■ Work to do
Collect every line of the material below that contains the word "window" and copy each one in full.

■ Material for the task
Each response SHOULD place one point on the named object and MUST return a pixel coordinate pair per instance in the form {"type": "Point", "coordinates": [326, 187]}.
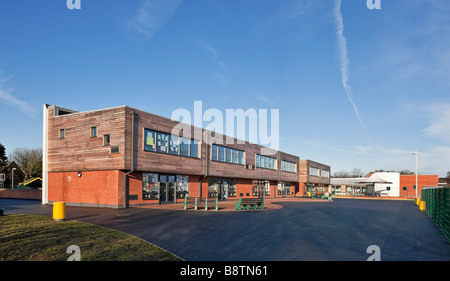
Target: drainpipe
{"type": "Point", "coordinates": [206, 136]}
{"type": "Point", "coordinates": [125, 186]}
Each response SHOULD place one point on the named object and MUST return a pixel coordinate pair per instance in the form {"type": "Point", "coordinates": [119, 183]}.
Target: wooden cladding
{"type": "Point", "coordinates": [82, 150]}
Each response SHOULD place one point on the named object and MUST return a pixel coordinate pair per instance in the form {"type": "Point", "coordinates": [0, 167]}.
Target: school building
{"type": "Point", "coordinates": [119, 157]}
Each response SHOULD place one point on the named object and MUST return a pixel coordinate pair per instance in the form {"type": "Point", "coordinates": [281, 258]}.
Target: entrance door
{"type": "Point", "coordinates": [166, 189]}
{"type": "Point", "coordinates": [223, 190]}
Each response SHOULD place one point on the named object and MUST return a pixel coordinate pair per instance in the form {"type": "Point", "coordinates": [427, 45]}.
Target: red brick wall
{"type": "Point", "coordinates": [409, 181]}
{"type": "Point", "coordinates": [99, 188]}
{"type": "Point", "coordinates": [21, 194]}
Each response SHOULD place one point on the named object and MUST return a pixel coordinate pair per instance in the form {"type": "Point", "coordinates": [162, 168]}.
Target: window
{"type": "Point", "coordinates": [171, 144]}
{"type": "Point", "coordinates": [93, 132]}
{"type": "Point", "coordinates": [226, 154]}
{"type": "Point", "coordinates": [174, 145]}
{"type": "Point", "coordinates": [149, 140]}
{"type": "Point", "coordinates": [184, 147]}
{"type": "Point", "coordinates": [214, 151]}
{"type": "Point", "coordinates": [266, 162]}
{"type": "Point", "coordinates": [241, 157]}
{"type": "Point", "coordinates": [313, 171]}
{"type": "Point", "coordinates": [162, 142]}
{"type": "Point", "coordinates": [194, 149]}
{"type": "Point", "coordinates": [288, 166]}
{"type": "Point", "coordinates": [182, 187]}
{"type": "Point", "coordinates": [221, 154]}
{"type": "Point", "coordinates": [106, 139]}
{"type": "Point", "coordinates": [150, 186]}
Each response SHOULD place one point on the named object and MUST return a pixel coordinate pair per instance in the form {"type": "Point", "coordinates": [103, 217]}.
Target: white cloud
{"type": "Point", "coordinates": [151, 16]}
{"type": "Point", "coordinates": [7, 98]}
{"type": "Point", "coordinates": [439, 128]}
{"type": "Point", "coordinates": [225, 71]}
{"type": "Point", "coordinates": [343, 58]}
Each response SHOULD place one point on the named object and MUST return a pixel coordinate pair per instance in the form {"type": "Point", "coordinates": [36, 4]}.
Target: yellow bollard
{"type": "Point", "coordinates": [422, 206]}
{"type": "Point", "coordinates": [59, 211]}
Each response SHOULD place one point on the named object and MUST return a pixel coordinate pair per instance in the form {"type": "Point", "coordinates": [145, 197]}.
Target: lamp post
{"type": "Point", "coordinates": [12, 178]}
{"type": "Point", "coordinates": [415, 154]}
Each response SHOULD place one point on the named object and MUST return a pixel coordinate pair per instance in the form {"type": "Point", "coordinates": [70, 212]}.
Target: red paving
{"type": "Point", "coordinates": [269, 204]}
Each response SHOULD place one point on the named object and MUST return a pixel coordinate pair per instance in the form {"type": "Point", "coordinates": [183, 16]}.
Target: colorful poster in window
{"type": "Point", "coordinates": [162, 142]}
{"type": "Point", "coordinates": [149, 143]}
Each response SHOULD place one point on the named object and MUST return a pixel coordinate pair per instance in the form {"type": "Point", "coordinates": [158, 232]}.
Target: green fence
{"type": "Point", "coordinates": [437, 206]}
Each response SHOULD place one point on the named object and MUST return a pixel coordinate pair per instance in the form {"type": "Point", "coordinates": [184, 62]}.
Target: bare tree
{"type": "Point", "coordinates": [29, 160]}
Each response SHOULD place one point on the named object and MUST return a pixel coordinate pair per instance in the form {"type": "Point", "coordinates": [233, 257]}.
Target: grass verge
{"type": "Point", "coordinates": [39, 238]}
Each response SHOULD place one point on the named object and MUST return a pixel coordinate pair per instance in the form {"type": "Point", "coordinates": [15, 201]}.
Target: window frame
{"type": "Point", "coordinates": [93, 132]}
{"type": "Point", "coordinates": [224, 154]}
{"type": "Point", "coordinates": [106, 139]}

■ Result of the exercise
Target: window
Target: colorful poster in window
Target: window frame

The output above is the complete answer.